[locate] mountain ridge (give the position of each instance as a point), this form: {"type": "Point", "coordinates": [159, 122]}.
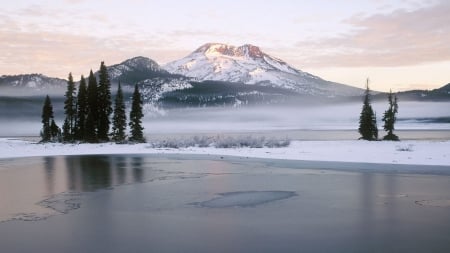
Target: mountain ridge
{"type": "Point", "coordinates": [248, 64]}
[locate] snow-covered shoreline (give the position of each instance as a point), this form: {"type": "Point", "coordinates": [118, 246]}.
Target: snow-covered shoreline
{"type": "Point", "coordinates": [383, 152]}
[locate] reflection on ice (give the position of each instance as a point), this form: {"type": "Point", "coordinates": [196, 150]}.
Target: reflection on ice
{"type": "Point", "coordinates": [246, 198]}
{"type": "Point", "coordinates": [435, 202]}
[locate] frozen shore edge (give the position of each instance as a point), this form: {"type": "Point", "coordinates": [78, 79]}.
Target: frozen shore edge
{"type": "Point", "coordinates": [354, 151]}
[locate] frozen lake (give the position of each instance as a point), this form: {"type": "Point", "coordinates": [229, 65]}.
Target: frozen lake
{"type": "Point", "coordinates": [157, 203]}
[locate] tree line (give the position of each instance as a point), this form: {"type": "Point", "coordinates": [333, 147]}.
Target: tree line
{"type": "Point", "coordinates": [88, 113]}
{"type": "Point", "coordinates": [368, 120]}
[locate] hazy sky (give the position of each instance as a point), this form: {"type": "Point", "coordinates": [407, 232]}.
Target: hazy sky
{"type": "Point", "coordinates": [401, 44]}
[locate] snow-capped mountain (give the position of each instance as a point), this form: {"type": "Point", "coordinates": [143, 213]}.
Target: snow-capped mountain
{"type": "Point", "coordinates": [249, 65]}
{"type": "Point", "coordinates": [30, 84]}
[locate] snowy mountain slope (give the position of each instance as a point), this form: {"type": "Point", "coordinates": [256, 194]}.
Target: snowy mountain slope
{"type": "Point", "coordinates": [136, 69]}
{"type": "Point", "coordinates": [30, 85]}
{"type": "Point", "coordinates": [248, 64]}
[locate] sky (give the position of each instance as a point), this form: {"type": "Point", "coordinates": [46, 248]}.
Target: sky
{"type": "Point", "coordinates": [398, 44]}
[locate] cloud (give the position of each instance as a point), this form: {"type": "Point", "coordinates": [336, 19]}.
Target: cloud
{"type": "Point", "coordinates": [397, 39]}
{"type": "Point", "coordinates": [56, 54]}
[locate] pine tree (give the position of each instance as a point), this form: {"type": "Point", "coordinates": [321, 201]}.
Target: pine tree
{"type": "Point", "coordinates": [136, 116]}
{"type": "Point", "coordinates": [82, 111]}
{"type": "Point", "coordinates": [92, 115]}
{"type": "Point", "coordinates": [367, 120]}
{"type": "Point", "coordinates": [55, 131]}
{"type": "Point", "coordinates": [119, 118]}
{"type": "Point", "coordinates": [70, 111]}
{"type": "Point", "coordinates": [47, 118]}
{"type": "Point", "coordinates": [104, 103]}
{"type": "Point", "coordinates": [389, 118]}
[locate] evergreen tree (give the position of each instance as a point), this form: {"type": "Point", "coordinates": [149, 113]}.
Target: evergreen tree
{"type": "Point", "coordinates": [367, 120]}
{"type": "Point", "coordinates": [82, 111]}
{"type": "Point", "coordinates": [389, 118]}
{"type": "Point", "coordinates": [92, 115]}
{"type": "Point", "coordinates": [55, 131]}
{"type": "Point", "coordinates": [47, 118]}
{"type": "Point", "coordinates": [119, 118]}
{"type": "Point", "coordinates": [70, 111]}
{"type": "Point", "coordinates": [136, 116]}
{"type": "Point", "coordinates": [104, 103]}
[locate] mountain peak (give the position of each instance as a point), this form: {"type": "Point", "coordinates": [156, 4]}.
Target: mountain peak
{"type": "Point", "coordinates": [217, 49]}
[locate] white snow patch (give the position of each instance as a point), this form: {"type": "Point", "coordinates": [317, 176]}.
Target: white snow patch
{"type": "Point", "coordinates": [245, 199]}
{"type": "Point", "coordinates": [384, 152]}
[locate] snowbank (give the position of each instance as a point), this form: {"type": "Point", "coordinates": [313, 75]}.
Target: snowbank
{"type": "Point", "coordinates": [404, 152]}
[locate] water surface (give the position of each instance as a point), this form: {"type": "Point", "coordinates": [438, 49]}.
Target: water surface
{"type": "Point", "coordinates": [144, 203]}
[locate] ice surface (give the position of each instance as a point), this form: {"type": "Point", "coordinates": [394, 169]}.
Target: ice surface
{"type": "Point", "coordinates": [385, 152]}
{"type": "Point", "coordinates": [246, 198]}
{"type": "Point", "coordinates": [434, 202]}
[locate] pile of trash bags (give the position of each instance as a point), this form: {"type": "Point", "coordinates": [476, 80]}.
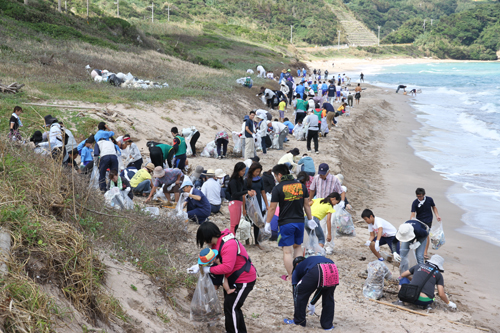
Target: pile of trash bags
{"type": "Point", "coordinates": [437, 235]}
{"type": "Point", "coordinates": [123, 80]}
{"type": "Point", "coordinates": [374, 284]}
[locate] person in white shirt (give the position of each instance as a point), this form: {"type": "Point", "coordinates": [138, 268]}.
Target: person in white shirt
{"type": "Point", "coordinates": [134, 157]}
{"type": "Point", "coordinates": [281, 130]}
{"type": "Point", "coordinates": [212, 189]}
{"type": "Point", "coordinates": [381, 232]}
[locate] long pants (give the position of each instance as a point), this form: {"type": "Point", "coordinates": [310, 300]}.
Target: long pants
{"type": "Point", "coordinates": [303, 291]}
{"type": "Point", "coordinates": [312, 135]}
{"type": "Point", "coordinates": [404, 249]}
{"type": "Point", "coordinates": [192, 142]}
{"type": "Point", "coordinates": [137, 164]}
{"type": "Point", "coordinates": [106, 162]}
{"type": "Point", "coordinates": [143, 187]}
{"type": "Point", "coordinates": [180, 161]}
{"type": "Point", "coordinates": [221, 143]}
{"type": "Point", "coordinates": [299, 116]}
{"type": "Point", "coordinates": [235, 322]}
{"type": "Point", "coordinates": [234, 208]}
{"type": "Point", "coordinates": [282, 138]}
{"type": "Point", "coordinates": [249, 148]}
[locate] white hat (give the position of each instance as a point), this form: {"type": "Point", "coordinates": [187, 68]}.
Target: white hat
{"type": "Point", "coordinates": [219, 173]}
{"type": "Point", "coordinates": [437, 260]}
{"type": "Point", "coordinates": [405, 233]}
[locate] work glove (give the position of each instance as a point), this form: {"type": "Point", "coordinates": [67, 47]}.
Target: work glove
{"type": "Point", "coordinates": [415, 245]}
{"type": "Point", "coordinates": [312, 309]}
{"type": "Point", "coordinates": [193, 269]}
{"type": "Point", "coordinates": [312, 224]}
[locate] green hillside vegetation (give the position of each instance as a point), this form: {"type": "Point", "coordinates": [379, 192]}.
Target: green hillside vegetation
{"type": "Point", "coordinates": [472, 34]}
{"type": "Point", "coordinates": [270, 21]}
{"type": "Point", "coordinates": [390, 15]}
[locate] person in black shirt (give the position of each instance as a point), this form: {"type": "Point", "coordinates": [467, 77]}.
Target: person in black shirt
{"type": "Point", "coordinates": [293, 200]}
{"type": "Point", "coordinates": [15, 123]}
{"type": "Point", "coordinates": [238, 190]}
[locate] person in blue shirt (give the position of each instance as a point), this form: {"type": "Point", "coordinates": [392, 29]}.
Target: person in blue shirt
{"type": "Point", "coordinates": [318, 275]}
{"type": "Point", "coordinates": [197, 205]}
{"type": "Point", "coordinates": [422, 209]}
{"type": "Point", "coordinates": [103, 132]}
{"type": "Point", "coordinates": [307, 165]}
{"type": "Point", "coordinates": [412, 235]}
{"type": "Point", "coordinates": [87, 158]}
{"type": "Point", "coordinates": [290, 125]}
{"type": "Point", "coordinates": [300, 89]}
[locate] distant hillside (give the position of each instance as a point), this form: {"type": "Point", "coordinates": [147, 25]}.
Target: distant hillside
{"type": "Point", "coordinates": [391, 14]}
{"type": "Point", "coordinates": [472, 34]}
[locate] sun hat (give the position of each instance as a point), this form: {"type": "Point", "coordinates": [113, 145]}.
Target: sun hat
{"type": "Point", "coordinates": [438, 261]}
{"type": "Point", "coordinates": [197, 172]}
{"type": "Point", "coordinates": [207, 255]}
{"type": "Point", "coordinates": [219, 173]}
{"type": "Point", "coordinates": [323, 169]}
{"type": "Point", "coordinates": [159, 172]}
{"type": "Point", "coordinates": [186, 182]}
{"type": "Point", "coordinates": [405, 233]}
{"type": "Point", "coordinates": [209, 173]}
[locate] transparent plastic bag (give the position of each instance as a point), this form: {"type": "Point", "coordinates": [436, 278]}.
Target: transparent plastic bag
{"type": "Point", "coordinates": [312, 245]}
{"type": "Point", "coordinates": [254, 213]}
{"type": "Point", "coordinates": [329, 246]}
{"type": "Point", "coordinates": [374, 284]}
{"type": "Point", "coordinates": [344, 224]}
{"type": "Point", "coordinates": [244, 227]}
{"type": "Point", "coordinates": [437, 235]}
{"type": "Point", "coordinates": [205, 305]}
{"type": "Point", "coordinates": [237, 142]}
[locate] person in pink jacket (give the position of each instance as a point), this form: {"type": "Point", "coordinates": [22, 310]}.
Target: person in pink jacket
{"type": "Point", "coordinates": [233, 264]}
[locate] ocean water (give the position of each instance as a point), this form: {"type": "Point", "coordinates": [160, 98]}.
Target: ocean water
{"type": "Point", "coordinates": [459, 110]}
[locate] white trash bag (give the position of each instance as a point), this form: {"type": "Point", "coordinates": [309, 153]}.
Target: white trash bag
{"type": "Point", "coordinates": [237, 142]}
{"type": "Point", "coordinates": [374, 284]}
{"type": "Point", "coordinates": [437, 235]}
{"type": "Point", "coordinates": [344, 224]}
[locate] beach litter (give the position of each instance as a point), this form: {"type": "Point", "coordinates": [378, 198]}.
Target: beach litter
{"type": "Point", "coordinates": [374, 284]}
{"type": "Point", "coordinates": [123, 80]}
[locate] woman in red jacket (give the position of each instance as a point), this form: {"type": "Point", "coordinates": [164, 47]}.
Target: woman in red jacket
{"type": "Point", "coordinates": [233, 263]}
※
Add 95 to every coordinate in the answers within the part of the listing that opens with the line containing "[locate] woman in" and runs through the end of the listing, then write out every line of that part again, changing only those answer coordinates.

[locate] woman in red jacket (give the position of each instance as a point), this form: {"type": "Point", "coordinates": [164, 47]}.
Target: woman in red jacket
{"type": "Point", "coordinates": [328, 358]}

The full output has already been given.